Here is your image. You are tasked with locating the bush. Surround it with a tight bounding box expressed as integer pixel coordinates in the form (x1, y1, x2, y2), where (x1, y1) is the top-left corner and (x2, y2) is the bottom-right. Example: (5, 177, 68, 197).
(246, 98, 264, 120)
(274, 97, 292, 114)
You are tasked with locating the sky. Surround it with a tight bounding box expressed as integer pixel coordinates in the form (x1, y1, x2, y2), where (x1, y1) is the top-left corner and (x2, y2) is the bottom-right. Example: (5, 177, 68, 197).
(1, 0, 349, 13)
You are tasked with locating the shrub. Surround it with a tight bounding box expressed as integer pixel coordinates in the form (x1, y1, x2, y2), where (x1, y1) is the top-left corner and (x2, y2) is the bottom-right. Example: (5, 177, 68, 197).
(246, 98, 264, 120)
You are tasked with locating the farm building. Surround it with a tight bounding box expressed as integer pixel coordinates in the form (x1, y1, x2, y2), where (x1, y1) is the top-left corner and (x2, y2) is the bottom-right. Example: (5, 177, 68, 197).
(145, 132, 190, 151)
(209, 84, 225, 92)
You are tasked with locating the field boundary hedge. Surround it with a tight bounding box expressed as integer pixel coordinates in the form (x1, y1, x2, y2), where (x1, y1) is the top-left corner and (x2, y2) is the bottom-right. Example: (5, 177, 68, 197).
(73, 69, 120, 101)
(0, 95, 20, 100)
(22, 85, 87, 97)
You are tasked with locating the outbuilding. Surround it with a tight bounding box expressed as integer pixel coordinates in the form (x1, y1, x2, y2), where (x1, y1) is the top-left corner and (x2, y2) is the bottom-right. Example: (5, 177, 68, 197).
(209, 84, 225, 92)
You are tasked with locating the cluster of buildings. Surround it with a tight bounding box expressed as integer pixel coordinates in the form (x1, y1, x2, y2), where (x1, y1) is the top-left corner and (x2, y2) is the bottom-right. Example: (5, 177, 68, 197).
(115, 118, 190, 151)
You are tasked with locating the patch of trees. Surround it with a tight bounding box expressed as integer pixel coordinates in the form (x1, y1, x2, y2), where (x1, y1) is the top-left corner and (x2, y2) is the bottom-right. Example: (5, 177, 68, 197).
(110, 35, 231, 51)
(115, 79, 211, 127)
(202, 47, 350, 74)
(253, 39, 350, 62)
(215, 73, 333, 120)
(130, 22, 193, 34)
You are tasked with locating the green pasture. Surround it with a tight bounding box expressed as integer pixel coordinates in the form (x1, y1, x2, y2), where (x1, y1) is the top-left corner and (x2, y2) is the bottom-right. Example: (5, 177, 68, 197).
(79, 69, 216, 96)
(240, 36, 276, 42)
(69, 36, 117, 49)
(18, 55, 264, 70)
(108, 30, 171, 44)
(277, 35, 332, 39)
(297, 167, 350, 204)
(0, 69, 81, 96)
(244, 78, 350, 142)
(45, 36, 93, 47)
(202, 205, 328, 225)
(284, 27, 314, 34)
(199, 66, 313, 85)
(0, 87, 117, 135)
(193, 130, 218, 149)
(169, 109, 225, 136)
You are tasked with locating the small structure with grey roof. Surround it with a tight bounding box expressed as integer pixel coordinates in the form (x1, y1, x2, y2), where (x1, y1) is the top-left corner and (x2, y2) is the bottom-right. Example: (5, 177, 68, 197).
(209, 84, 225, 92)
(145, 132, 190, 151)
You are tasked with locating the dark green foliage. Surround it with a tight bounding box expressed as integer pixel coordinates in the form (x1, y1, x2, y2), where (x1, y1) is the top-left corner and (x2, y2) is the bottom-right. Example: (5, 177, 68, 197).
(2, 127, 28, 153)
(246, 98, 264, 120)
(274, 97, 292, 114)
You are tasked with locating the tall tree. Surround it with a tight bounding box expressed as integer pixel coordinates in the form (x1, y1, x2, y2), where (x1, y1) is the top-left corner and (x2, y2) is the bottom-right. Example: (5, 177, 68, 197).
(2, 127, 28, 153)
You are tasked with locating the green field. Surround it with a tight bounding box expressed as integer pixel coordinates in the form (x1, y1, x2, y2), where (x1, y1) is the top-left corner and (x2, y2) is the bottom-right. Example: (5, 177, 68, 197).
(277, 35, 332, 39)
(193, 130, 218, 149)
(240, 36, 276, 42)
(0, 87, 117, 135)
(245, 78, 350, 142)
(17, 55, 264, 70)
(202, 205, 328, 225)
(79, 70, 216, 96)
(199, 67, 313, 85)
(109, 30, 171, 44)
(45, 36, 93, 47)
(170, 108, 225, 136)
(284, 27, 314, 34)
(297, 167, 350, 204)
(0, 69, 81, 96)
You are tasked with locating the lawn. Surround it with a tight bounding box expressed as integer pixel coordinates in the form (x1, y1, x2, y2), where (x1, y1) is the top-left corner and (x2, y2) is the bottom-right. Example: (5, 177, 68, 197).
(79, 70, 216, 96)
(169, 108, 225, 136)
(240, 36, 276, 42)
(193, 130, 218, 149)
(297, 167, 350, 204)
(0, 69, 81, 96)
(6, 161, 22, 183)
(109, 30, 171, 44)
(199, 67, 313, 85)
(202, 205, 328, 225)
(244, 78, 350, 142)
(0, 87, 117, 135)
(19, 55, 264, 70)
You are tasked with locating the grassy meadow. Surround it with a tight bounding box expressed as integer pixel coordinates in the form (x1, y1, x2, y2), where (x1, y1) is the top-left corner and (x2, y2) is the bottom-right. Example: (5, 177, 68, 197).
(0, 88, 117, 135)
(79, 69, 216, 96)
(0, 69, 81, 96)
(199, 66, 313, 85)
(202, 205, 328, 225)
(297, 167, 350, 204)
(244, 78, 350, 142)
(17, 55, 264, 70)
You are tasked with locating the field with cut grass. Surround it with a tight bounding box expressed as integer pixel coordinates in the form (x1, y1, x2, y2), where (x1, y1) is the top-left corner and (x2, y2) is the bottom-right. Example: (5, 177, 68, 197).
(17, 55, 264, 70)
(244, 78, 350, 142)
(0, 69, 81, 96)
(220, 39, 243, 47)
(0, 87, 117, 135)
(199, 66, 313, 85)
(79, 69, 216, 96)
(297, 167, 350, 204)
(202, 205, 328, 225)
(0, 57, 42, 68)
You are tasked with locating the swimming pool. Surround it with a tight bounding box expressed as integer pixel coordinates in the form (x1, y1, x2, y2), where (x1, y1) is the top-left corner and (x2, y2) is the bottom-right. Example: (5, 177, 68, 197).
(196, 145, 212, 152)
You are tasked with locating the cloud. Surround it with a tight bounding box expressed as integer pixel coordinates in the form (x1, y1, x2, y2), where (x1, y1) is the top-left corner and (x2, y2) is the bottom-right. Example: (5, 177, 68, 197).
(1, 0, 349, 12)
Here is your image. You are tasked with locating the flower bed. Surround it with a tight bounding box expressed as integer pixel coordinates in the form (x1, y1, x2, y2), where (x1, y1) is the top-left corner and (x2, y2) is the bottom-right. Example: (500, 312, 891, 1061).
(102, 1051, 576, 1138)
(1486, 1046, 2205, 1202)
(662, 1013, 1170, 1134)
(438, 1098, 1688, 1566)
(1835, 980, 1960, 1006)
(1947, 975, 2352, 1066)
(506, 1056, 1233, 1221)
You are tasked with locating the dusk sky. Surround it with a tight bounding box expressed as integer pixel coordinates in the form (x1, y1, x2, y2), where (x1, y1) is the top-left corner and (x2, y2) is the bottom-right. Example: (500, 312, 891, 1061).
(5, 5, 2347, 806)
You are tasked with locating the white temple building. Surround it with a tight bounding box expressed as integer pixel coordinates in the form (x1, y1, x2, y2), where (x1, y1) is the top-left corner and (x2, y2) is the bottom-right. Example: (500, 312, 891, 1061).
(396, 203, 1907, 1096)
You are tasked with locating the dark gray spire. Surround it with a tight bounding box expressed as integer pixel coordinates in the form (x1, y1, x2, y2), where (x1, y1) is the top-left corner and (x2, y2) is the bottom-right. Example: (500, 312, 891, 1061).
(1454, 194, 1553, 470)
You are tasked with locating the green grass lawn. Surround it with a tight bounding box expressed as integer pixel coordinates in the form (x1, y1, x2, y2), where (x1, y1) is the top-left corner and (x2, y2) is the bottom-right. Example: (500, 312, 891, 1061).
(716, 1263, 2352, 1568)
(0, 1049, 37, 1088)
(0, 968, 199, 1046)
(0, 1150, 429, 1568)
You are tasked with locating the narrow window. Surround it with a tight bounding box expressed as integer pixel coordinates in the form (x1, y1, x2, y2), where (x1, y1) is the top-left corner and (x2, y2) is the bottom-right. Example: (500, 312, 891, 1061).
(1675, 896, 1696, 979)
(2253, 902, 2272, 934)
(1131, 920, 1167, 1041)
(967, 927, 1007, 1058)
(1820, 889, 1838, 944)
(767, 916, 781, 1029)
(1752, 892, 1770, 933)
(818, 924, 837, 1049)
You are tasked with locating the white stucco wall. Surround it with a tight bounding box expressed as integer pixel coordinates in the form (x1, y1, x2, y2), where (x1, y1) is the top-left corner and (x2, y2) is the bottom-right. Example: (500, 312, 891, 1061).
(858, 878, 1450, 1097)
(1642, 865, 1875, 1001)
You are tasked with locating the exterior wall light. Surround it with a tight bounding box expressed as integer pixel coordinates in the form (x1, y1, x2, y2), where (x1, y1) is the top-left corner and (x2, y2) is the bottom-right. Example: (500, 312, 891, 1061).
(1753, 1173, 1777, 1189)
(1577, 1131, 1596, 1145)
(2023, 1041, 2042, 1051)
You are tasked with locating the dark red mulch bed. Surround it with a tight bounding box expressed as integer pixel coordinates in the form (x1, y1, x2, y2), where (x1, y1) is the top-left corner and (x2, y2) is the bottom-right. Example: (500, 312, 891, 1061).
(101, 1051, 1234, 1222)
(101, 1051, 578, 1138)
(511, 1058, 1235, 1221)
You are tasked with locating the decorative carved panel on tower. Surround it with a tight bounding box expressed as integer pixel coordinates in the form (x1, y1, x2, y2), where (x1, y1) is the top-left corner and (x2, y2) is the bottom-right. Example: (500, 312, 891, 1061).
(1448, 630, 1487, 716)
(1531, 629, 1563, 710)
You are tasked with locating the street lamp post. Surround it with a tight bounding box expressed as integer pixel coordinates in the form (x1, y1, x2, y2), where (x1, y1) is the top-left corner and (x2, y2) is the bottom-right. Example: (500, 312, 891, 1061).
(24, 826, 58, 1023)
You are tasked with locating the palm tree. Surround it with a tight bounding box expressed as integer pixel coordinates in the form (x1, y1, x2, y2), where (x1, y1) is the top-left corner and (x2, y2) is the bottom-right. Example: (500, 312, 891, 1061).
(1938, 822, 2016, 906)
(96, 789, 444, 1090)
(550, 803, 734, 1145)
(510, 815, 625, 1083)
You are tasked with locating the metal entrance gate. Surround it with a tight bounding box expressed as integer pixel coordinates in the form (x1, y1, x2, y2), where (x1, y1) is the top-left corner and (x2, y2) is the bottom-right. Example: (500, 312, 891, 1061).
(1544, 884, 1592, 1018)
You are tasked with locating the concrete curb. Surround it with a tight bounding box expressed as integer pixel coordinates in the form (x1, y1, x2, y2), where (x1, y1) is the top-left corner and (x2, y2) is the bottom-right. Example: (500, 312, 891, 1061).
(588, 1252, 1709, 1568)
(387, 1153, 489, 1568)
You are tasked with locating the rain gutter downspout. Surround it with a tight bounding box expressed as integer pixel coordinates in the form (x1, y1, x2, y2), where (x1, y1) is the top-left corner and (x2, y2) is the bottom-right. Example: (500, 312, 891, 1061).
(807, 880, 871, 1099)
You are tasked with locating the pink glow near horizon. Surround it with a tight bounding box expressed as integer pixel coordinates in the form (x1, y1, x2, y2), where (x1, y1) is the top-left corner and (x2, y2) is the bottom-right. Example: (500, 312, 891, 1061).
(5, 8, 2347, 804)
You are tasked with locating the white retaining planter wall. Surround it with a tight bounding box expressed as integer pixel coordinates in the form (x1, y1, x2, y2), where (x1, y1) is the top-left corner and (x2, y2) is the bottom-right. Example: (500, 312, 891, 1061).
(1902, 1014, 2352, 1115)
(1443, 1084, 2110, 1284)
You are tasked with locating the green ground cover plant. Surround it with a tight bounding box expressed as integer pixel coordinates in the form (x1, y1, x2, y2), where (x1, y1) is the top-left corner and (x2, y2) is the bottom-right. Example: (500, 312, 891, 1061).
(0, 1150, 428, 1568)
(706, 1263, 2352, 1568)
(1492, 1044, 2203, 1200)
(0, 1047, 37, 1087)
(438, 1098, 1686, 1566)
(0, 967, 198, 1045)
-----
▶ [Exercise description]
Reproduce the records above exactly, starting with the line that contains "You are tasked with locating the white retaining" and ending with the last line.

▶ [Solution for this task]
You are tasked with locating the white retaining planter wall. Surround it with a tight bounding box expressed as integer pixel coordinates in the form (x1, y1, x2, y2), where (x1, y1) is the top-left corner and (x2, y2) is the bottom-right. Example: (500, 312, 891, 1061).
(1902, 1014, 2352, 1115)
(1443, 1084, 2110, 1284)
You are tasked with locating the green ground cover plant. Surround it with a tight bounding box expressed as integer pixel coordinates in the form (x1, y1, x2, y2), where (x1, y1) is the top-left corner and (x2, y2) is the bottom-right. Example: (500, 312, 891, 1061).
(0, 1150, 428, 1568)
(706, 1263, 2352, 1568)
(1492, 1044, 2203, 1200)
(0, 1047, 37, 1087)
(438, 1098, 1686, 1566)
(0, 967, 198, 1045)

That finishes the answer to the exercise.